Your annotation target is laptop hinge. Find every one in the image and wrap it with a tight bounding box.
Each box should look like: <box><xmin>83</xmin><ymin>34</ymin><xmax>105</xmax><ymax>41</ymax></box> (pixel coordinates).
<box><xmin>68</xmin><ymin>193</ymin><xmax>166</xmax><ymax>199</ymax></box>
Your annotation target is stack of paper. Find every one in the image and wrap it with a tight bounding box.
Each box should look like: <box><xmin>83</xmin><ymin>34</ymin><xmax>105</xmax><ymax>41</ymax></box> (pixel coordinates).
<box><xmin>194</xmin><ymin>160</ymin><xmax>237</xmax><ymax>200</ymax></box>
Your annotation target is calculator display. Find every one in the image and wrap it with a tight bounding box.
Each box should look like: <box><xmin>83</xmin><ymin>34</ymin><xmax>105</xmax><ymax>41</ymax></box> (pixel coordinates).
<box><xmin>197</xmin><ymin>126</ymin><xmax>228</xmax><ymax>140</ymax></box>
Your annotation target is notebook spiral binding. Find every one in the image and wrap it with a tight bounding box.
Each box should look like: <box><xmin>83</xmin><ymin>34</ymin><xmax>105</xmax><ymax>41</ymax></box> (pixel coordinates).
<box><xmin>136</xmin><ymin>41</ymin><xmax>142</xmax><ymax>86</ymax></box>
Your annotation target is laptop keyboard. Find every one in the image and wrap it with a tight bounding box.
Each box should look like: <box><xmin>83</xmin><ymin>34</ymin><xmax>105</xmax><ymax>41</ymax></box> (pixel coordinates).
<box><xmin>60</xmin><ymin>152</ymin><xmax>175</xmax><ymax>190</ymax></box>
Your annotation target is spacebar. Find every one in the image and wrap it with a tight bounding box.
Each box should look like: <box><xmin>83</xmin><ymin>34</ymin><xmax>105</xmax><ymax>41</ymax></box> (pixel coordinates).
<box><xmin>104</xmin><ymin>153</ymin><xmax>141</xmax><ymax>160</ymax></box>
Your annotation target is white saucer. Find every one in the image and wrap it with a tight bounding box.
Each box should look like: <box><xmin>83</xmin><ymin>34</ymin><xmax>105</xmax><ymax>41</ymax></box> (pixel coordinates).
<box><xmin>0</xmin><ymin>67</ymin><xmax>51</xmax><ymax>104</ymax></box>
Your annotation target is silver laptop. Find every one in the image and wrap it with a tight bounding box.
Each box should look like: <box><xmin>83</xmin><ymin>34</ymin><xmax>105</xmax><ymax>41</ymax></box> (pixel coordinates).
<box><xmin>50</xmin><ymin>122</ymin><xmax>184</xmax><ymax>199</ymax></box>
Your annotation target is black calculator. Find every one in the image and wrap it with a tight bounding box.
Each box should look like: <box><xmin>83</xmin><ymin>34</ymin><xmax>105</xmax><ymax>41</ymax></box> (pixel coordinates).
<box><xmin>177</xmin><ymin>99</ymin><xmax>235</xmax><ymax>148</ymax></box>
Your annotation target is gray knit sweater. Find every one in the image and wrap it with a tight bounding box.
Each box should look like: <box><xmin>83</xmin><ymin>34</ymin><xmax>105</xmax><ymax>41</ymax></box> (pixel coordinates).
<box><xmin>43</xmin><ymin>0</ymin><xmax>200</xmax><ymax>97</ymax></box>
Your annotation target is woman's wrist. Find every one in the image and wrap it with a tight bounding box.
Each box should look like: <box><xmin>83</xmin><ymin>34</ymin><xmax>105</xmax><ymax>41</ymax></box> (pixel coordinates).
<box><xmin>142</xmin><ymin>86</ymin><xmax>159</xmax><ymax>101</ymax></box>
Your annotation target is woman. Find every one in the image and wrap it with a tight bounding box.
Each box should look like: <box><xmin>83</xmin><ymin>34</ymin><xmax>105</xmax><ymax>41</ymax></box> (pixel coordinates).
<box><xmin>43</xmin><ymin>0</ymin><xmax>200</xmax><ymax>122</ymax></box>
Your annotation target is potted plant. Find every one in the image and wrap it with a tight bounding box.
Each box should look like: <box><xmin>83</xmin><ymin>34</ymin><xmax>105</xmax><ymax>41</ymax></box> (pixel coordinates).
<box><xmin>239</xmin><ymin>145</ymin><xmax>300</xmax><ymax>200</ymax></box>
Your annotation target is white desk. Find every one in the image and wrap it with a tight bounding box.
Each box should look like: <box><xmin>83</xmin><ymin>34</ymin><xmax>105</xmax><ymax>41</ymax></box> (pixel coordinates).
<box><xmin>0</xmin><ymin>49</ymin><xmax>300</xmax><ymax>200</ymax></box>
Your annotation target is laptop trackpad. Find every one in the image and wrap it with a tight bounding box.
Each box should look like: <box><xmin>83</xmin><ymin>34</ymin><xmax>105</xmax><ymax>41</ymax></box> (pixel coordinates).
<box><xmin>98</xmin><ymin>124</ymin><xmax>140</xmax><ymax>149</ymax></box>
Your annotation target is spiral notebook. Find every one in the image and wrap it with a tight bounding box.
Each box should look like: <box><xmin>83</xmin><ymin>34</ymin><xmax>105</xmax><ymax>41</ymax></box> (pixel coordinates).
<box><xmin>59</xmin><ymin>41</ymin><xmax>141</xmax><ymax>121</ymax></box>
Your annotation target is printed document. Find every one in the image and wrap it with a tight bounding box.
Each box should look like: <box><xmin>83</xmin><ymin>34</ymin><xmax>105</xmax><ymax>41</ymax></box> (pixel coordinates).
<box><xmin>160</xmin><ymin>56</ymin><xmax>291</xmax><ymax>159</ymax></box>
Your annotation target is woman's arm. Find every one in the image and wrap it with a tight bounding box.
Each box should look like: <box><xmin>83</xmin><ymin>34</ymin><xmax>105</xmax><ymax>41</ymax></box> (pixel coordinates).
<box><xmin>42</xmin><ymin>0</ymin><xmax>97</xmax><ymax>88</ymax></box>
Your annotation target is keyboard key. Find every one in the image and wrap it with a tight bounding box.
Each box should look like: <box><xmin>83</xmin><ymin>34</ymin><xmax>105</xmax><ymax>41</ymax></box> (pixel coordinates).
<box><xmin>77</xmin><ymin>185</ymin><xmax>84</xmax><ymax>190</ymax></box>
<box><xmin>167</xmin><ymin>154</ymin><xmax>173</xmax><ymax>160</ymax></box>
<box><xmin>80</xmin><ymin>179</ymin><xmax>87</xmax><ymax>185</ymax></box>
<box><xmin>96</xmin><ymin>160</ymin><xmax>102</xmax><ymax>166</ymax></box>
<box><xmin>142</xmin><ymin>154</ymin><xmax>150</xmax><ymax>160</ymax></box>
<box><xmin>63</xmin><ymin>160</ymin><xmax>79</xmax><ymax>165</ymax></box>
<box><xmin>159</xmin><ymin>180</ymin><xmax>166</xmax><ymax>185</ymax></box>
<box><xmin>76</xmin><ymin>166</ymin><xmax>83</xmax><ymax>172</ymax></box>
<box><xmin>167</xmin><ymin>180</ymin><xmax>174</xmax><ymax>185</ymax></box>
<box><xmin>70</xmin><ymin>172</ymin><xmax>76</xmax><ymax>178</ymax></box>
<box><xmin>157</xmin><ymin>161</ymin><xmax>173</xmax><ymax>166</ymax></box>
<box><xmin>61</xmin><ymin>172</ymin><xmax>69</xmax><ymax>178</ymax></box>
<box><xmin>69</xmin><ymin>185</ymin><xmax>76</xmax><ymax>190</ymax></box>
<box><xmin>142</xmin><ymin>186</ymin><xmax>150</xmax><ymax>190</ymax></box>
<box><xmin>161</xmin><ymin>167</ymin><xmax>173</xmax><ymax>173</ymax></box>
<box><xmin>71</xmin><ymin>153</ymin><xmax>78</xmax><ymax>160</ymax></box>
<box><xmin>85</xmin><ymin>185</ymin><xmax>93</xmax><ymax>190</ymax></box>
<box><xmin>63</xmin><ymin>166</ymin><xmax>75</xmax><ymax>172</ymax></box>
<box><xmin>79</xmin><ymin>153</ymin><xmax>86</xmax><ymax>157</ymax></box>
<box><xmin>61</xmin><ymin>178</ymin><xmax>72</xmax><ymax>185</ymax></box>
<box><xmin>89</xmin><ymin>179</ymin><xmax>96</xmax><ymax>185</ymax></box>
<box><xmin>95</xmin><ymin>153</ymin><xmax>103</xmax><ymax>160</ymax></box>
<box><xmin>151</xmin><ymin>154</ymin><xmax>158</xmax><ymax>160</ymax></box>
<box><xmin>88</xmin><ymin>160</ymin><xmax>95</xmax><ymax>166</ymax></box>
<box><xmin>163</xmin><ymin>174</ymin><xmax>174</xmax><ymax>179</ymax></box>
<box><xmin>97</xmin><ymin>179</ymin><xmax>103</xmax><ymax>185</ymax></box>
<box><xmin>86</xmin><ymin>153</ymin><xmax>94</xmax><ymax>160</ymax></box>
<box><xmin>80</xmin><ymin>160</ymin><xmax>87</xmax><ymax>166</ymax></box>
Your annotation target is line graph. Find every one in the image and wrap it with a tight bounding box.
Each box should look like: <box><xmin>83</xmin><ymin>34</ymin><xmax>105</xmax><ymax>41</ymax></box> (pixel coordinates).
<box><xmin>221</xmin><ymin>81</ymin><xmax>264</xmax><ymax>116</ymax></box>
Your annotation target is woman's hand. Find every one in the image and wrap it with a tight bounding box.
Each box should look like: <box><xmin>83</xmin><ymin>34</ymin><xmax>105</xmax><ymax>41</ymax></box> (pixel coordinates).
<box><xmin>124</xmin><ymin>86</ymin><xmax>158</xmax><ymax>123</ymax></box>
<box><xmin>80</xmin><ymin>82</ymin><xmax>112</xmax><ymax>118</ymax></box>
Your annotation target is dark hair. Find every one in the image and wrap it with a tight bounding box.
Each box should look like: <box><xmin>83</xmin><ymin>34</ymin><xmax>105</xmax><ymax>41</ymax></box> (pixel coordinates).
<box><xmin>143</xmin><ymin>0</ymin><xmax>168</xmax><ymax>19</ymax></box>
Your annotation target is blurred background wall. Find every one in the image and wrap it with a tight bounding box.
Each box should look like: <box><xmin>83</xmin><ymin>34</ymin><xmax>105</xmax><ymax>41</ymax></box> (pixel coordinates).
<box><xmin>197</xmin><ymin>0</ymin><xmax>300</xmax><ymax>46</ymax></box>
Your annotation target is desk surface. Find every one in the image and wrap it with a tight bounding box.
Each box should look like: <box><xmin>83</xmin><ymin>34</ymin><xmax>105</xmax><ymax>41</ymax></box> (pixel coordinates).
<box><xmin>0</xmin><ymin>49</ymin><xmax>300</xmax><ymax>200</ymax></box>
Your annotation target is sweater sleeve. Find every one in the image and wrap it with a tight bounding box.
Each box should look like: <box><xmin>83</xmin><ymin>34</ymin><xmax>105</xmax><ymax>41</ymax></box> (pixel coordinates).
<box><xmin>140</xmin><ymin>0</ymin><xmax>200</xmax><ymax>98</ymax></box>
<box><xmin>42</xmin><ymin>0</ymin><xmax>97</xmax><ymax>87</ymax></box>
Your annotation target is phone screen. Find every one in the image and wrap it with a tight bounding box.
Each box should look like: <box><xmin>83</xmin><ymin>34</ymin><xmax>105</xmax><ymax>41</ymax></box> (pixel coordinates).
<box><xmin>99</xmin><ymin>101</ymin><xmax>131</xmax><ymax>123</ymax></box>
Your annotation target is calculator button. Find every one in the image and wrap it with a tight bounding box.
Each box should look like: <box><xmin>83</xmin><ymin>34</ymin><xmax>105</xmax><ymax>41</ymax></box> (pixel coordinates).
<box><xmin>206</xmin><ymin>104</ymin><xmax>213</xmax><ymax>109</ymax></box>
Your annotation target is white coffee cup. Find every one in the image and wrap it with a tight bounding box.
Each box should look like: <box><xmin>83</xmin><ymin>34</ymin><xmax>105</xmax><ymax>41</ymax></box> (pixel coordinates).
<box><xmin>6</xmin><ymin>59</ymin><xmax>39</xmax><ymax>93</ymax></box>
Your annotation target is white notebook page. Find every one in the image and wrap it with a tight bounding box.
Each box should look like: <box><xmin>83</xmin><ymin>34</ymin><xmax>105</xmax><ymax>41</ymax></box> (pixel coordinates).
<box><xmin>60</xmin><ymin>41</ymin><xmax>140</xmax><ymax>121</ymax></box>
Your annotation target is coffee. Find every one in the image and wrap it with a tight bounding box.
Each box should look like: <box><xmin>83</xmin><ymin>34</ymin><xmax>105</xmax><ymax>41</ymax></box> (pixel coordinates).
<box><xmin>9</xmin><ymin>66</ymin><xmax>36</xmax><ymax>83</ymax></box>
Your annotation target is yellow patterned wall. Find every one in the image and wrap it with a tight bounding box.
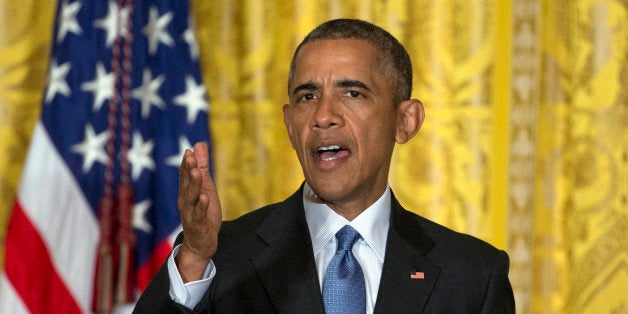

→ Stated exercise: Pull out every line of the entries above that contains the word "notebook", with case counting.

→ Solved exercise:
Your annotation target is notebook spiral binding. Find every one in the image and wrap it with a tight bounding box.
Your annotation target is spiral notebook. Find every one in the image and wrap it with a tight bounding box.
Your annotation target is white notebook page. Find every one in the image and wrap it with a tight bounding box.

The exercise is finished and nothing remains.